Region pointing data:
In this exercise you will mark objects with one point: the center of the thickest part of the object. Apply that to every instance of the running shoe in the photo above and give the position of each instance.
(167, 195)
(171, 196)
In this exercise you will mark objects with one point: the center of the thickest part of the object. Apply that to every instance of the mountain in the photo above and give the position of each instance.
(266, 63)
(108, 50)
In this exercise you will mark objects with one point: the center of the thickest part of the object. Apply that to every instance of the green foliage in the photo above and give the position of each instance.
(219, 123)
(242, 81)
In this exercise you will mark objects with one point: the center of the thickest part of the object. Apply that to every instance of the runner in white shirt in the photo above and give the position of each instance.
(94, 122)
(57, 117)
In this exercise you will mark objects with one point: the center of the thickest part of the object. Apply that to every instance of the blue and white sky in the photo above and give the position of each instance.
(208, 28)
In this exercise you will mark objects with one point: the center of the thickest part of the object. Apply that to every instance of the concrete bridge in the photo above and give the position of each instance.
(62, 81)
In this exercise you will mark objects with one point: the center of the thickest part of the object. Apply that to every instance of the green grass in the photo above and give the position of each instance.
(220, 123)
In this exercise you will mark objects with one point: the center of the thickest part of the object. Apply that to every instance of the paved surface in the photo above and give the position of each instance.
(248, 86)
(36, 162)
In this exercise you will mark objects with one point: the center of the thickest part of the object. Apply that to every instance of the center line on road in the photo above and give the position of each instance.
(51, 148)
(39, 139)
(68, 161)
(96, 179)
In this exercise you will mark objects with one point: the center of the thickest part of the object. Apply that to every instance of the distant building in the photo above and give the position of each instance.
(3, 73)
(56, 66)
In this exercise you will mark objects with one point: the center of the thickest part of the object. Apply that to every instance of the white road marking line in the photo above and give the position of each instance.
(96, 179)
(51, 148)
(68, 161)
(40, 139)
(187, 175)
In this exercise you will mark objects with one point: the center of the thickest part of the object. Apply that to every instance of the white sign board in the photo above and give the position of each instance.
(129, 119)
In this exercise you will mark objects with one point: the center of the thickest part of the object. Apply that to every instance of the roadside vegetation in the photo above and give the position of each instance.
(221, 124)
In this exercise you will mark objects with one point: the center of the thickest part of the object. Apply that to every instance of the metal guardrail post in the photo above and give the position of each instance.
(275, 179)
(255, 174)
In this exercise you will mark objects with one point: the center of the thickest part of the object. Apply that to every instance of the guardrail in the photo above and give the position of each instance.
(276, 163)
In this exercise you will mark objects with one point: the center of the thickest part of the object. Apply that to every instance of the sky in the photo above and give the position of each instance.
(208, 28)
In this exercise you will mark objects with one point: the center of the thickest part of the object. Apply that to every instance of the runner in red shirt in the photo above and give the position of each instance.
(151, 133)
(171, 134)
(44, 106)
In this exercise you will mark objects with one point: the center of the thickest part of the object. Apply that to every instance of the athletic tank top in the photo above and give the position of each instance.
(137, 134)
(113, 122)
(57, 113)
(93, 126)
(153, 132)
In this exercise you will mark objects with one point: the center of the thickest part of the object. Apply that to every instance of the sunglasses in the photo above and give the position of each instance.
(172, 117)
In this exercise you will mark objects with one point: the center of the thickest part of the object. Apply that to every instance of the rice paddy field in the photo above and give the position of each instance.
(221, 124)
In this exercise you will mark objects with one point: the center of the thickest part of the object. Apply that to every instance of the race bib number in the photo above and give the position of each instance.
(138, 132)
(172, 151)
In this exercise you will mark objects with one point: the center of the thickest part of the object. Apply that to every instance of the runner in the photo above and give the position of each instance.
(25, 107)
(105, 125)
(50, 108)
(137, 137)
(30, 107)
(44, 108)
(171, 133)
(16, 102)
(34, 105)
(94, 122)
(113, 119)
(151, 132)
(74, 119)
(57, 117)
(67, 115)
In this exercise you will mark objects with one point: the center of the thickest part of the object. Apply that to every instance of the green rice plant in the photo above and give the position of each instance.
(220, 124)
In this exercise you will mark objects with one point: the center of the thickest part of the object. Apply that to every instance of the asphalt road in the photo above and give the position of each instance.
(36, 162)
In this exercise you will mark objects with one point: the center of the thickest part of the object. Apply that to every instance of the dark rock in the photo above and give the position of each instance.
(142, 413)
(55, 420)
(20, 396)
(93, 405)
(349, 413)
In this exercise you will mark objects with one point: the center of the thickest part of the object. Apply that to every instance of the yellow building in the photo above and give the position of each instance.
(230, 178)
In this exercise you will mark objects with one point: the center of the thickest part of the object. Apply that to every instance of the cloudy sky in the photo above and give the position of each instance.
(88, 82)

INSTRUCTIONS FOR THE TASK
Each line above must be printed exactly as it appears.

YOUR SOLUTION
In this exercise you will mark objects with one point: the center of the thickest part of the object. Apply that to every instance of the running shoe in the photo above and give the position of each instance.
(167, 195)
(171, 196)
In this exercise you will mark objects with one point: the center of the thickest part of the object. Apply that to every instance of the mountain in the photo above and give the position of each instance.
(266, 63)
(108, 50)
In this exercise you will mark objects with one point: the center of the thickest part of the object. Apply that to every instance of the green foliage in the photo above and give the position of each instance.
(219, 123)
(242, 81)
In this exercise you will mark objects with one point: the center of the thickest part of the object. Apply that to every instance of the runner in white shirt in the photo above and give the position of each instance.
(94, 122)
(57, 117)
In this exercise you will mark objects with one point: the center of the thickest part of the object. Apply that to every instance of the blue and white sky in the photo above and give the position of each instance.
(208, 28)
In this exercise you will mark objects with one point: the center of the thickest part of the object. Apply that to every instance of the concrete bridge in the photo above and give the position of each instance.
(62, 81)
In this exercise you will mark objects with one point: the center of the thickest part of the object. Apply that to every instance of the green grass in the photo above and give the position of each instance.
(220, 123)
In this exercise you will mark objects with one point: the center of the thickest part of the object. Apply that to every instance of the paved surface in the photo above and give the position of each instance.
(248, 86)
(36, 162)
In this exercise you will mark objects with one point: the center of the thickest part of the object. Apply that to every instance of the center line on road in the photo above and give the position of each instance.
(51, 148)
(39, 139)
(68, 161)
(96, 179)
In this exercise you will mark objects with one point: the center of the thickest part of the object. Apply that to every instance of the distant building in the photo above and give the position of each instance.
(3, 73)
(56, 66)
In this exercise you will mark objects with one point: the center of the thickest part of the object. Apply that to every instance of the white road marking line in the photo above and give the position of each instance.
(96, 179)
(51, 148)
(68, 161)
(40, 139)
(187, 175)
In this exercise you will mark objects with one point: the center of the thickest part of the object. Apply that to every instance of the white sign board in the photo above and give the position of each instance.
(129, 119)
In this exercise you will mark objects with one point: the center of the thickest part of the object. Apply that to every instance of the roadside vegetation in the photo above and give the position of each instance.
(221, 124)
In this exercise you will mark objects with one point: the center of the thickest part of the object. Apply that to every instance of the metal guardrail post in the photo above and give the position of each instance.
(275, 179)
(255, 174)
In this exercise you will mark objects with one point: the center of the thickest part of the object. Apply that to every instance of the guardrail in the photo above and give the position of each instance.
(276, 163)
In this exercise you will mark objects with one point: the center of the thickest part of the object. Apply that to every instance of the sky in the photo above and give the position of each instance.
(208, 28)
In this exercise you will mark objects with one point: the center of the thickest part of the object. Apply that to every instance of the runner in red shirt in the photo above and give the position of each instance.
(151, 133)
(171, 134)
(44, 106)
In this exercise you will mark objects with one point: the center of the thickest part of the object. Apply that to every instance of the athletic tank top in the photo above and give the position of each instance.
(137, 134)
(113, 122)
(57, 113)
(93, 126)
(153, 132)
In this exercise you will mark objects with one point: the center of the thickest part of the object. Apply that to every instance of the sunglasses in the photo above and give the position of each instance.
(172, 117)
In this exercise you will mark objects with one point: the center of the thickest part of the object. Apply that to every instance of the rice paddy field in the photo above and give the position of each instance.
(221, 124)
In this exercise you will mark objects with one point: the center of the thickest part of the object. Apply that to every instance of the race bib number in the photo above and give the position of each instance.
(138, 132)
(172, 151)
In this exercise you will mark objects with one point: the center of the thickest part of the object. Apply that to every instance of the runner in the photo above and give the position of each instance.
(25, 107)
(105, 125)
(50, 108)
(137, 137)
(30, 107)
(44, 108)
(171, 133)
(16, 102)
(34, 105)
(94, 122)
(113, 119)
(151, 132)
(74, 119)
(57, 117)
(67, 115)
In this exercise you will mark objects with one point: the center of the thickest part of the object. Apply that to every instance of the green rice plant in the photo above and give the position of each instance.
(220, 124)
In this exercise you will mark objects with one point: the center of the thickest part of the object. Apply that to every instance of the asphalt road in the photo above and give the position of each instance.
(36, 162)
In this exercise you will mark objects with one point: the center of the thickest part of the object. Apply that to every instance of the dark rock in the photo above and give the position of each instance.
(142, 413)
(55, 420)
(20, 396)
(93, 405)
(349, 413)
In this exercise you will mark objects with one point: the center of the thickest part of the object. Apply that to every instance of the yellow building in the photo above and give the position of each instance.
(230, 178)
In this exercise you will mark objects with one point: the center of the thickest part of the object. Apply that to every instance of the cloudy sky in the photo above and give the position of each instance.
(88, 82)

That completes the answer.